<<<<

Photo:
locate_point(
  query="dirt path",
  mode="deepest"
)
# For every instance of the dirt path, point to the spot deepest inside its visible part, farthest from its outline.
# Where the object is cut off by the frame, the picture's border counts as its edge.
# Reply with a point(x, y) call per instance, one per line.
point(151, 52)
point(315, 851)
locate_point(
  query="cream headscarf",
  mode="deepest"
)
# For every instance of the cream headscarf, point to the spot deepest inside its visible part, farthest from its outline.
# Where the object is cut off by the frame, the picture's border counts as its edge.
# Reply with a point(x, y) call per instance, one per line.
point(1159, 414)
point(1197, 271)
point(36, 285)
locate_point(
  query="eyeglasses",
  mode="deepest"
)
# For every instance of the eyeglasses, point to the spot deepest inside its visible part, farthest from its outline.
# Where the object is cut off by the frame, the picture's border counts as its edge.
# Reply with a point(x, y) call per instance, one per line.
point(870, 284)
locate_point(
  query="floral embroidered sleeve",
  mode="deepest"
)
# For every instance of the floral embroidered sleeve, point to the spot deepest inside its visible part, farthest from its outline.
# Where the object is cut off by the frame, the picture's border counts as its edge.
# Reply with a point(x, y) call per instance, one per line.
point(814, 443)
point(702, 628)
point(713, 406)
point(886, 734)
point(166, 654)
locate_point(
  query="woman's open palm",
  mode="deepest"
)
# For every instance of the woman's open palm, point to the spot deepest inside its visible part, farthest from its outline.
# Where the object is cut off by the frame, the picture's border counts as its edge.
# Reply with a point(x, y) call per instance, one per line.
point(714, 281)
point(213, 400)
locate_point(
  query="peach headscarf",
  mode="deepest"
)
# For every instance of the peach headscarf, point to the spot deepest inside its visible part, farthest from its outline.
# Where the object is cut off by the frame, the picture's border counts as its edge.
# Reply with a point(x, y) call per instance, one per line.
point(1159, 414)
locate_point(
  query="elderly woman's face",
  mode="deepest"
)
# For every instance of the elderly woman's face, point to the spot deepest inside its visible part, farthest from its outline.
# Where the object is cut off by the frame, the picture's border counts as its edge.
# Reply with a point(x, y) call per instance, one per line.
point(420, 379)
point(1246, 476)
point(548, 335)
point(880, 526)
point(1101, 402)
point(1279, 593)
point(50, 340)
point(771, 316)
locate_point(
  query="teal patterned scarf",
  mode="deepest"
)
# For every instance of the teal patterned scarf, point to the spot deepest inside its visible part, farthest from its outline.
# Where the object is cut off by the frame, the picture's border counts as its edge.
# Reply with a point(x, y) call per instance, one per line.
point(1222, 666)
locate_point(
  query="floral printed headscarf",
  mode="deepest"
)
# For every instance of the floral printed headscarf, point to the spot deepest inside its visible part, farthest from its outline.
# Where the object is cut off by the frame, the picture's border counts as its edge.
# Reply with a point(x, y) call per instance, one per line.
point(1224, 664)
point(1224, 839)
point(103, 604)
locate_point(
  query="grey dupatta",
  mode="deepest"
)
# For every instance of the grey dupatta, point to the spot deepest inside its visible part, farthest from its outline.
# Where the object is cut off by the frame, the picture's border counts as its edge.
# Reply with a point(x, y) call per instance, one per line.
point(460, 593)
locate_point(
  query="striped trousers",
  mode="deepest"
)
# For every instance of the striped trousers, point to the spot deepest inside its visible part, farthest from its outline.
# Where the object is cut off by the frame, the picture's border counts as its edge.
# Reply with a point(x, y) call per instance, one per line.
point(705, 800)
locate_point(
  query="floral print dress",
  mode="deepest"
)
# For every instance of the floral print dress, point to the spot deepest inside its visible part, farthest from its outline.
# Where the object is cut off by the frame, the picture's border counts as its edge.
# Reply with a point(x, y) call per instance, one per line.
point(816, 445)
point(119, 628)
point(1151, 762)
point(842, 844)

>>>>

◆ To be done
Rewrite all of the lines above, changing every "outline" to "boundary" and leaving everything else untouched.

◆ The response
Photo:
locate_point(
  query="dirt path",
  mode="deepest"
)
# For every instance of the dirt path, point to the spot deepest inside its visible part, farthest from its boundary.
# Where the object is cut off by the frame, the picture's border counts as its edge.
# Reply with a point(x, y) call per instance, one per line.
point(151, 52)
point(315, 851)
locate_point(
  query="cream headscarf",
  mode="deepest"
)
# For every instance of the cream headscarf, point to the spot deepest inside its visible part, farthest from its boundary.
# Where the object is cut off by the frame, the picture's border counts as its edge.
# Reply with a point(x, y) call per instance, one per line.
point(1159, 414)
point(1197, 271)
point(36, 285)
locate_point(
  query="eyeglasses",
  mode="deepest"
)
# For every instance of the eyeglasses, point to the spot deepest inside its visible part, farthest from its boundary.
# Where the object is cut off by the frame, the picture's border counts as its edge.
# Reply with a point(x, y) call per instance, one per line.
point(870, 284)
locate_point(
  query="floral embroidered sleeve",
  mode="deepest"
)
# For every instance of the floral embroidered sleeve, point to the spot deepest inside its visible part, farthest from its boundary.
# Where the object is cut off by the frame, the picture's border counts as its edge.
# Reply with a point(x, y) call per instance, one per line.
point(814, 443)
point(702, 628)
point(713, 406)
point(886, 734)
point(166, 654)
locate_point(
  query="woman's open palm",
  mode="deepest"
)
# For every instance of the woman's open palm, point to the spot deepest inside its visible part, farthest from its boundary.
# Where the object is cut off by the frame, the picture's border counts as its edge.
# Reply with a point(x, y) call per instance, one per line.
point(714, 281)
point(213, 400)
locate_point(
  query="peach headscarf",
  mode="deepest"
)
# For every instance of the peach headscarf, point to the spot deepest inside its visible part, farthest from its boundary.
# Where the object is cut off by the frame, the picture's border counts as its edge.
# Reply with a point(x, y) call per instance, one per line.
point(1159, 414)
locate_point(
  query="elderly woman's face",
  mode="deepest"
)
# For every instance of the elderly woman's face, point to the spot deepest inside its visible part, farthest from its boundary.
# Where the object is cut off by the frame, the picture's border counts as its edge.
# Reply with a point(x, y) call per instance, one per line.
point(420, 379)
point(1246, 476)
point(548, 335)
point(880, 526)
point(1101, 402)
point(1279, 593)
point(50, 340)
point(771, 316)
locate_point(
  query="teal patterned scarf",
  mode="deepest"
)
# For every instance of the teal patterned scarf, point to the spot deepest inside its visible part, farthest from its boundary.
# Where the object is cut off by the frame, the picture's border counts as its edge.
# Reply with a point(x, y) call per instance, one per line.
point(1222, 666)
locate_point(
  query="floral printed headscarf",
  mode="deepest"
)
# For every instance of the floral printed headscarf, point to the spot deepest inside its visible part, farthest from its boundary.
# Where the object is cut off by the frame, the picture's border counts as its edge.
# Reply with a point(x, y) call per instance, one per line.
point(1224, 664)
point(1224, 839)
point(103, 604)
locate_point(
  query="grey dupatta",
  mode="deepest"
)
# For every instance of the grey dupatta, point to the spot deepest inside its visible part, farthest from its boundary.
# Where the object is cut off by the frame, the picture's border counts as its edge.
# Reply with a point(x, y) call per instance, one per line.
point(460, 593)
locate_point(
  query="striped trousers",
  mode="deepest"
)
# For every instance of the striped trousers, point to the spot deepest inside its visible part, farthest from its boundary.
# Where the object is cut off by the frame, the picture's border counts as its edge.
# Reply with a point(x, y) call per instance, one per line.
point(705, 800)
locate_point(
  query="floral print dress",
  mode="deepest"
)
# For every instance of the floral print dress, point to the spot deepest inside its visible part, farthest from its boundary.
# Where the object is cut off by the frame, the picture's border counts as its edge.
# Reply with a point(x, y) call per instance, one per line.
point(816, 445)
point(119, 628)
point(1151, 762)
point(842, 844)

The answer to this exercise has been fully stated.